**What this task involves**:
Put every line of the records below into a Markdown table with two columns, Number and Entry. Give each line its row number and leave out any blank lines.

**Data to use**:
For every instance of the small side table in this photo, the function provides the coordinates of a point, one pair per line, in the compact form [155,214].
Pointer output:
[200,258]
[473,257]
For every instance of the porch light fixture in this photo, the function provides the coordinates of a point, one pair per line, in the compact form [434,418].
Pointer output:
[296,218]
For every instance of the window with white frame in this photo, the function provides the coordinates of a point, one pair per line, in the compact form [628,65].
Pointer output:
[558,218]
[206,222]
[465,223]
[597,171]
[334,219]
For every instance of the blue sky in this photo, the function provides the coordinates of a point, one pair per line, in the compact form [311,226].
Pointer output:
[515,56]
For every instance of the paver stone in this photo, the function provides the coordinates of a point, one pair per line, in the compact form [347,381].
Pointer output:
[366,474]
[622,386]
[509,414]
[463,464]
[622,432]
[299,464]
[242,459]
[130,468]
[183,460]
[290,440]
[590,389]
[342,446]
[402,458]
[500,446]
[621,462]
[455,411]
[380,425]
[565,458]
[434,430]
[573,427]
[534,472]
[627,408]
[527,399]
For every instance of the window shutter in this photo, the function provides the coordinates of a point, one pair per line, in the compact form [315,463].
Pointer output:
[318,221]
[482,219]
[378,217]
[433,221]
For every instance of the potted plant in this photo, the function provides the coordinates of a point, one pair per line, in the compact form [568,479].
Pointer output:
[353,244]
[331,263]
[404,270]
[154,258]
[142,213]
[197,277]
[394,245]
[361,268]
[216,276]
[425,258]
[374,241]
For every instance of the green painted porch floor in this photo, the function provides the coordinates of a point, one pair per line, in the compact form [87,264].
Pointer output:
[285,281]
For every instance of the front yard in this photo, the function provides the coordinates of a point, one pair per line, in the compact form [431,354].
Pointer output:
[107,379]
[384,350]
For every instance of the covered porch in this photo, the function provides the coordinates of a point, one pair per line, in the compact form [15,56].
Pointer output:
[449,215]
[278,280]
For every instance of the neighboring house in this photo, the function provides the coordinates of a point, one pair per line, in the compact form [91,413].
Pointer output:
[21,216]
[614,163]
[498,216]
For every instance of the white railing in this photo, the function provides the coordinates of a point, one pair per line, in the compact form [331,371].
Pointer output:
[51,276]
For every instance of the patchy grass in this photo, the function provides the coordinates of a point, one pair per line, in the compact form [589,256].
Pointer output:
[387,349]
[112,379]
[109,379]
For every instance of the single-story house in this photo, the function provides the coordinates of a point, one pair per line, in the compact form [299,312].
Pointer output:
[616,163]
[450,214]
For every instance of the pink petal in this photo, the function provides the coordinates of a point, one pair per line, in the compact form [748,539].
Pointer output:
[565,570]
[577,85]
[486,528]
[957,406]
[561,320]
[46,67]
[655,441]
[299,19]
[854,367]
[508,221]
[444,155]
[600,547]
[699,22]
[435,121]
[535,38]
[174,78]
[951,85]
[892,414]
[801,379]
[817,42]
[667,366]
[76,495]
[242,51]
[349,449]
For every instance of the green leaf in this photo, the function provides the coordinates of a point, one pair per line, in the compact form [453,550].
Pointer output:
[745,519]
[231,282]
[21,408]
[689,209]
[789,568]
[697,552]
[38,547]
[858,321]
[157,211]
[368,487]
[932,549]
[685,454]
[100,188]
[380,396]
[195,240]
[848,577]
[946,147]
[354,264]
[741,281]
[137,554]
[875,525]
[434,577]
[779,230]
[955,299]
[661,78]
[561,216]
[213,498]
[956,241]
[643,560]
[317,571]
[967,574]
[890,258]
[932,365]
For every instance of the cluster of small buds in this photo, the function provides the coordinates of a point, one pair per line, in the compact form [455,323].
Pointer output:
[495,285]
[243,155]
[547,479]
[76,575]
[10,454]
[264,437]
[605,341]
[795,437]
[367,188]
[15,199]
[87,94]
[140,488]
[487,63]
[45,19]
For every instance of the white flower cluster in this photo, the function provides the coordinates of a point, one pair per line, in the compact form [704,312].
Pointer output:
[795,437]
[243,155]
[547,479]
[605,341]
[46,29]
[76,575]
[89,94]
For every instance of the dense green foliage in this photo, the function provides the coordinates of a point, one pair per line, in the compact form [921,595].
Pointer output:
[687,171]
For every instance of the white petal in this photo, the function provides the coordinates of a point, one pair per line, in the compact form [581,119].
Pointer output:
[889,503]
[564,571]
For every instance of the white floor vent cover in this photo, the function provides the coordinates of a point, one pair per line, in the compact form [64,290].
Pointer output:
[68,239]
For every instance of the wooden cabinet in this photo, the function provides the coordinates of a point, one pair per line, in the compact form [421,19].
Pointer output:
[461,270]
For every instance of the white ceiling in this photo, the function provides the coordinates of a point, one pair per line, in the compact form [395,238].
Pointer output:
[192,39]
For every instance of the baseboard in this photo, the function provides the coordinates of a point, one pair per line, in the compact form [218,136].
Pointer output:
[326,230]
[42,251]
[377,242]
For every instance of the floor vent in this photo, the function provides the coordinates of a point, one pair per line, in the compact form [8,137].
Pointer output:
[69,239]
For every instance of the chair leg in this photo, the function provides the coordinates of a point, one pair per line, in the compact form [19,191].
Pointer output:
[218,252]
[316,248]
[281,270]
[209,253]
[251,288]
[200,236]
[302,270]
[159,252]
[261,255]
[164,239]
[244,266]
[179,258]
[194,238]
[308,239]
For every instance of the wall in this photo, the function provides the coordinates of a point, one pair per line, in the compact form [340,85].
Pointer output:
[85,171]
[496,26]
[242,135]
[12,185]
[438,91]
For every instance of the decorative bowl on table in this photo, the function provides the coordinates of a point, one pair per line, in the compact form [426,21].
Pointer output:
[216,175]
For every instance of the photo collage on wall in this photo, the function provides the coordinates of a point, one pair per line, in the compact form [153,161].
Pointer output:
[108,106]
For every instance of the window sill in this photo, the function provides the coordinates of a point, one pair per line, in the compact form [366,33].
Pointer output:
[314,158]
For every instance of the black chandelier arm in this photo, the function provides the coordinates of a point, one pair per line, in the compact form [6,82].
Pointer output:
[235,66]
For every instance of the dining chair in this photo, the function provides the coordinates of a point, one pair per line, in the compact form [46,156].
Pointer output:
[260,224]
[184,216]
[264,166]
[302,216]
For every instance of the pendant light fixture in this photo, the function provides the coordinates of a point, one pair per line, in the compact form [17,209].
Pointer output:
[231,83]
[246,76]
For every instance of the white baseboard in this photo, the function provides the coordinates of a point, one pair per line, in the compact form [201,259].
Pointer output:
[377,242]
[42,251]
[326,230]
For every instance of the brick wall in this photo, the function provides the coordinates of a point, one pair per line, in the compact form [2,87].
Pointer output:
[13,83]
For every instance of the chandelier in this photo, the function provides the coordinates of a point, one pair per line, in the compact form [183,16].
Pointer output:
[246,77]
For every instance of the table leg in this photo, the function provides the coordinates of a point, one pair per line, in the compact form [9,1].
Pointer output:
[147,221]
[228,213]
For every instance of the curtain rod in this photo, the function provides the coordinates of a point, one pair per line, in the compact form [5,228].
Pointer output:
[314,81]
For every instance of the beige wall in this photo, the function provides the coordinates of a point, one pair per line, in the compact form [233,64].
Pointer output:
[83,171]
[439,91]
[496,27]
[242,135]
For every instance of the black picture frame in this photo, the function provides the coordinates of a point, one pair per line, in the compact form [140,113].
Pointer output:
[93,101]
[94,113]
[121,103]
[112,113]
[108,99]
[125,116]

**Answer below**:
| Number | Entry |
|---|---|
| 1 | For every instance of the small side table in this photo, the function provides the coordinates of a point, one pair per line, in the compact form [155,214]. |
| 2 | Pointer output: |
| 3 | [200,258] |
| 4 | [473,257] |
| 5 | For every instance of the porch light fixture in this photo, the function provides the coordinates of a point, one pair per line, in the compact form [434,418]. |
| 6 | Pointer output: |
| 7 | [296,218] |
| 8 | For every instance of the window with white frame in this photo, the function provides the coordinates of a point, one pair per line, in the compact form [628,65]. |
| 9 | Pointer output: |
| 10 | [558,218] |
| 11 | [206,222] |
| 12 | [465,223] |
| 13 | [597,171] |
| 14 | [334,219] |
| 15 | For every instance of the blue sky in this photo, the function provides the coordinates of a point, one pair per line, in the compact form [311,226]. |
| 16 | Pointer output: |
| 17 | [515,56] |
| 18 | For every instance of the paver stone in this photo, the function provides the coordinates of a point, one pair per line, in the compact form [347,381]. |
| 19 | Pointer output: |
| 20 | [366,474] |
| 21 | [622,386] |
| 22 | [509,414] |
| 23 | [463,464] |
| 24 | [622,432] |
| 25 | [299,464] |
| 26 | [242,459] |
| 27 | [130,468] |
| 28 | [183,460] |
| 29 | [290,440] |
| 30 | [590,389] |
| 31 | [342,446] |
| 32 | [402,458] |
| 33 | [500,446] |
| 34 | [621,462] |
| 35 | [455,411] |
| 36 | [380,425] |
| 37 | [565,458] |
| 38 | [434,430] |
| 39 | [573,427] |
| 40 | [534,472] |
| 41 | [627,408] |
| 42 | [527,399] |
| 43 | For every instance of the window shutter in this photo, the function provides the coordinates of a point, one pair per line, in the compact form [315,463]. |
| 44 | Pointer output: |
| 45 | [318,221] |
| 46 | [482,219] |
| 47 | [378,217] |
| 48 | [433,221] |
| 49 | For every instance of the potted plant in this photo, the function provides the coordinates of a point, one pair per line, in the compact form [568,479]. |
| 50 | Pointer output: |
| 51 | [353,244] |
| 52 | [331,263] |
| 53 | [404,270] |
| 54 | [154,258] |
| 55 | [142,213] |
| 56 | [197,277] |
| 57 | [394,245] |
| 58 | [361,268] |
| 59 | [216,276] |
| 60 | [425,258] |
| 61 | [374,241] |
| 62 | For every instance of the green painted porch floor in this photo, the function provides the coordinates of a point, one pair per line, in the compact form [87,264]. |
| 63 | Pointer output: |
| 64 | [285,281] |
| 65 | For every instance of the front yard in this photo, the function provides the coordinates of a point, one pair per line, in the compact form [431,354]. |
| 66 | Pointer output: |
| 67 | [107,379] |
| 68 | [384,350] |
| 69 | For every instance of the covered porch in this photo, the function provides the coordinates of a point, one pair per line, in the compact form [15,56]. |
| 70 | Pointer output: |
| 71 | [449,215] |
| 72 | [278,280] |
| 73 | For every instance of the neighboring house in this photo, the function provides the coordinates of a point, one pair per line, in the compact form [91,413]. |
| 74 | Pointer output: |
| 75 | [21,216] |
| 76 | [614,163] |
| 77 | [498,216] |
| 78 | For every instance of the white railing in this photo, the function provides the coordinates of a point, one pair per line, in the compact form [331,371]. |
| 79 | Pointer output: |
| 80 | [51,276] |
| 81 | For every instance of the patchy grass in this photo, the function provides the coordinates of a point, one pair per line, in the compact form [589,256]. |
| 82 | Pointer output: |
| 83 | [387,349] |
| 84 | [112,379] |
| 85 | [109,379] |
| 86 | For every instance of the single-story house in this photo, the function provides the coordinates of a point, one pair per line, in the compact form [299,312]. |
| 87 | Pointer output: |
| 88 | [616,163] |
| 89 | [450,214] |
| 90 | For every instance of the pink petal in this photo, the function provides the coordinates of a point, one pair per line, in the compact form [748,539]. |
| 91 | Pointer output: |
| 92 | [565,570] |
| 93 | [577,85] |
| 94 | [486,528] |
| 95 | [957,406] |
| 96 | [561,320] |
| 97 | [46,67] |
| 98 | [655,441] |
| 99 | [299,19] |
| 100 | [854,367] |
| 101 | [508,221] |
| 102 | [444,155] |
| 103 | [600,547] |
| 104 | [699,22] |
| 105 | [435,121] |
| 106 | [535,38] |
| 107 | [174,78] |
| 108 | [951,85] |
| 109 | [892,414] |
| 110 | [801,379] |
| 111 | [817,42] |
| 112 | [667,366] |
| 113 | [76,495] |
| 114 | [242,51] |
| 115 | [349,449] |
| 116 | For every instance of the green leaf in this photo, the function provides the coordinates of a point, one pair per line, in the compact form [453,550]. |
| 117 | Pointer output: |
| 118 | [745,519] |
| 119 | [231,282] |
| 120 | [21,408] |
| 121 | [689,209] |
| 122 | [789,568] |
| 123 | [697,552] |
| 124 | [38,547] |
| 125 | [858,321] |
| 126 | [157,211] |
| 127 | [368,487] |
| 128 | [932,549] |
| 129 | [685,454] |
| 130 | [100,188] |
| 131 | [380,396] |
| 132 | [195,240] |
| 133 | [848,577] |
| 134 | [946,147] |
| 135 | [354,264] |
| 136 | [741,281] |
| 137 | [137,554] |
| 138 | [875,525] |
| 139 | [434,577] |
| 140 | [779,230] |
| 141 | [955,299] |
| 142 | [661,78] |
| 143 | [561,216] |
| 144 | [213,498] |
| 145 | [956,241] |
| 146 | [643,560] |
| 147 | [317,571] |
| 148 | [967,574] |
| 149 | [890,258] |
| 150 | [932,365] |
| 151 | For every instance of the cluster of small buds in this photo, the function provides the coordinates of a point, one pair per line, in the compact form [455,323]. |
| 152 | Pointer output: |
| 153 | [495,285] |
| 154 | [243,155] |
| 155 | [547,479] |
| 156 | [76,575] |
| 157 | [10,454] |
| 158 | [264,437] |
| 159 | [605,341] |
| 160 | [795,437] |
| 161 | [367,188] |
| 162 | [15,199] |
| 163 | [87,94] |
| 164 | [140,488] |
| 165 | [487,63] |
| 166 | [45,19] |
| 167 | For every instance of the white flower cluster in this photo, the function provides the coordinates of a point, one pair per line, in the compact form [704,312]. |
| 168 | Pointer output: |
| 169 | [795,437] |
| 170 | [243,155] |
| 171 | [547,479] |
| 172 | [605,341] |
| 173 | [46,29] |
| 174 | [76,575] |
| 175 | [89,94] |
| 176 | For every instance of the dense green foliage in this photo, the function provides the coordinates of a point, one pair per line, in the compact form [921,595]. |
| 177 | Pointer output: |
| 178 | [687,171] |
| 179 | For every instance of the white petal in this photo, the function provides the coordinates of a point, one pair per line, in the compact form [581,119]. |
| 180 | Pointer output: |
| 181 | [889,503] |
| 182 | [564,571] |
| 183 | For every instance of the white floor vent cover in this photo, the function provides the coordinates of a point, one pair per line, in the compact form [64,290]. |
| 184 | Pointer output: |
| 185 | [68,239] |
| 186 | For every instance of the wooden cabinet in this photo, the function provides the coordinates of a point, one pair per line, in the compact form [421,19]. |
| 187 | Pointer output: |
| 188 | [461,270] |
| 189 | For every instance of the white ceiling in this photo, the function provides the coordinates of a point, one pair per line, in the compact form [395,238]. |
| 190 | Pointer output: |
| 191 | [192,39] |
| 192 | For every instance of the baseboard in this photo, the function provides the coordinates of a point, one pair per line, in the compact form [218,136]. |
| 193 | Pointer output: |
| 194 | [326,230] |
| 195 | [42,251] |
| 196 | [377,242] |
| 197 | For every instance of the floor vent in this photo, the function provides the coordinates of a point, one pair per line, in the compact form [8,137]. |
| 198 | Pointer output: |
| 199 | [69,239] |
| 200 | For every instance of the chair leg in this photo, the function provides the coordinates of a point, one pair per line, in the compact form [19,191]. |
| 201 | Pointer output: |
| 202 | [218,252] |
| 203 | [316,248] |
| 204 | [281,270] |
| 205 | [209,253] |
| 206 | [251,288] |
| 207 | [200,236] |
| 208 | [302,270] |
| 209 | [159,252] |
| 210 | [261,255] |
| 211 | [164,239] |
| 212 | [244,266] |
| 213 | [179,258] |
| 214 | [194,238] |
| 215 | [308,239] |
| 216 | For every instance of the wall in this photo, the function provides the coordinates of a point, one pair per line, in the compact form [340,85]. |
| 217 | Pointer output: |
| 218 | [85,171] |
| 219 | [496,26] |
| 220 | [242,135] |
| 221 | [12,185] |
| 222 | [438,91] |
| 223 | For every instance of the decorative bowl on table in this photo, the function provides the coordinates of a point, one pair per line, in the compact form [426,21]. |
| 224 | Pointer output: |
| 225 | [216,175] |
| 226 | For every instance of the photo collage on wall in this photo, the function provides the coordinates of a point, one pair per line, in the compact form [153,161]. |
| 227 | Pointer output: |
| 228 | [108,106] |
| 229 | For every instance of the window sill in this photo, the function provides the coordinates of a point, one pair per line, in the compact form [366,33]. |
| 230 | Pointer output: |
| 231 | [314,158] |
| 232 | For every instance of the black chandelier arm in this photo, the function provides the coordinates of a point, one pair per line, in the compact form [6,82]. |
| 233 | Pointer output: |
| 234 | [235,66] |
| 235 | For every instance of the dining chair in this photo, the function provides the coordinates of a point, one pair per line, in the compact form [46,156]. |
| 236 | Pointer output: |
| 237 | [260,224] |
| 238 | [184,216] |
| 239 | [264,166] |
| 240 | [302,216] |
| 241 | For every instance of the pendant light fixture in this photo, the function provides the coordinates of a point, one pair per line, in the compact form [17,209]. |
| 242 | Pointer output: |
| 243 | [231,83] |
| 244 | [246,76] |
| 245 | For every instance of the white baseboard in this photo, the function provides the coordinates of a point, one pair per line, in the compact form [201,259]. |
| 246 | Pointer output: |
| 247 | [377,242] |
| 248 | [42,251] |
| 249 | [326,230] |
| 250 | For every instance of the brick wall in this photo, the function provides the coordinates of a point, one pair per line, in the compact form [2,87]. |
| 251 | Pointer output: |
| 252 | [13,83] |
| 253 | For every instance of the chandelier in this photo, the function provides the coordinates of a point, one pair per line, in the compact form [183,16]. |
| 254 | Pointer output: |
| 255 | [246,77] |
| 256 | For every instance of the table leg in this photo, the function provides the coordinates of a point, one pair per line, in the compact form [9,1]. |
| 257 | Pointer output: |
| 258 | [147,221] |
| 259 | [228,213] |
| 260 | For every instance of the curtain rod in this photo, the function provides the coordinates of a point, one pair per line, in the compact form [5,228]. |
| 261 | Pointer output: |
| 262 | [314,81] |
| 263 | For every instance of the beige wall in this photo, the function provides the coordinates of a point, one pair per line, in the compact form [233,64]. |
| 264 | Pointer output: |
| 265 | [83,171] |
| 266 | [439,91] |
| 267 | [496,27] |
| 268 | [242,135] |
| 269 | For every instance of the black picture frame in this photo, the function provides the coordinates of a point, one pair per line, in the compact form [140,113]. |
| 270 | Pointer output: |
| 271 | [93,101] |
| 272 | [94,113] |
| 273 | [121,103] |
| 274 | [112,113] |
| 275 | [108,99] |
| 276 | [125,116] |